_WHAT YOU WILL DO:_
Each entry must be given again exactly as it appears, with images excluded.

_RECORDS SUPPLIED:_
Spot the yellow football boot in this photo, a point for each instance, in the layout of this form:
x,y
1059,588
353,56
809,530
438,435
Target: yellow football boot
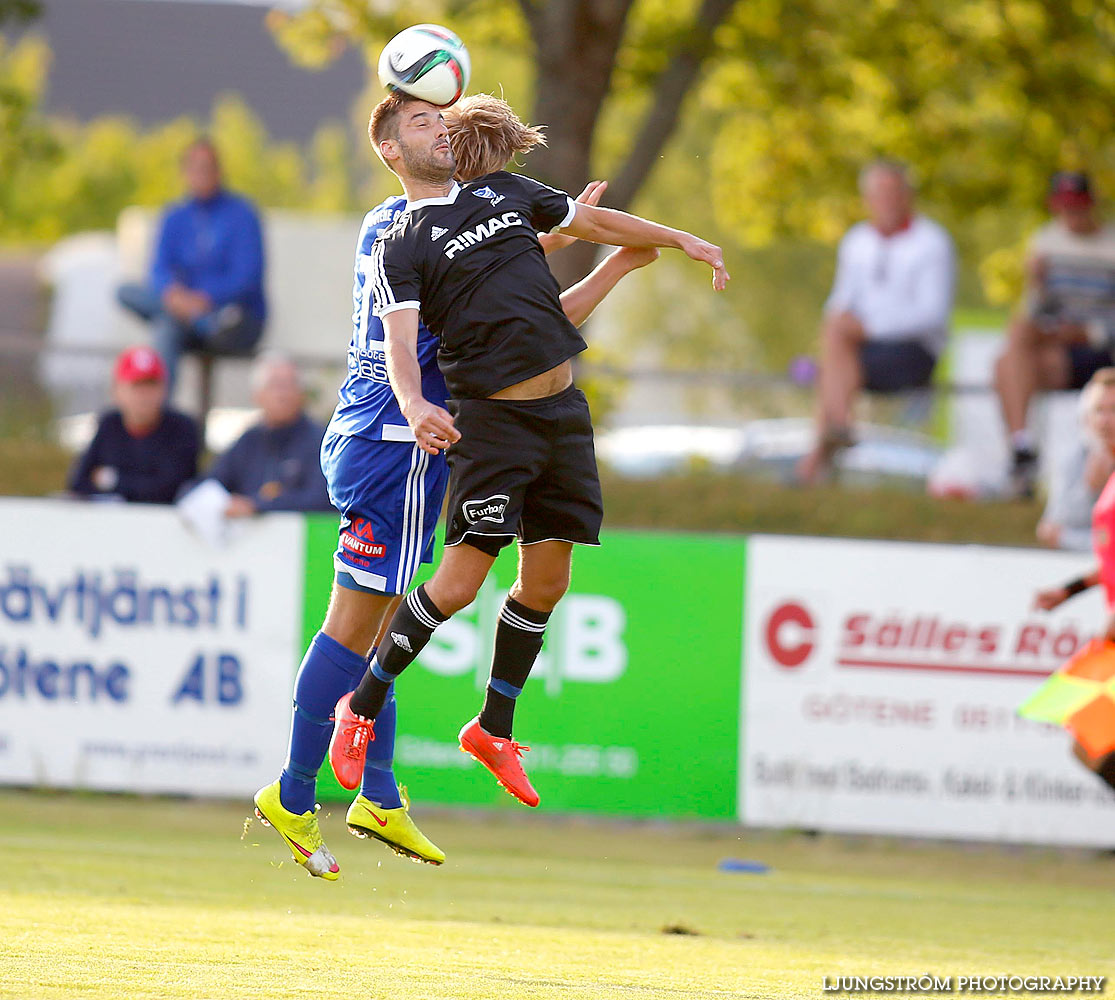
x,y
394,827
300,833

_OUTPUT OF THE EXERCISE:_
Spot the yellow football boot in this photo, a point for each instance, in the layout of this form:
x,y
1059,588
353,56
809,530
438,435
Target: yellow football boot
x,y
394,827
300,833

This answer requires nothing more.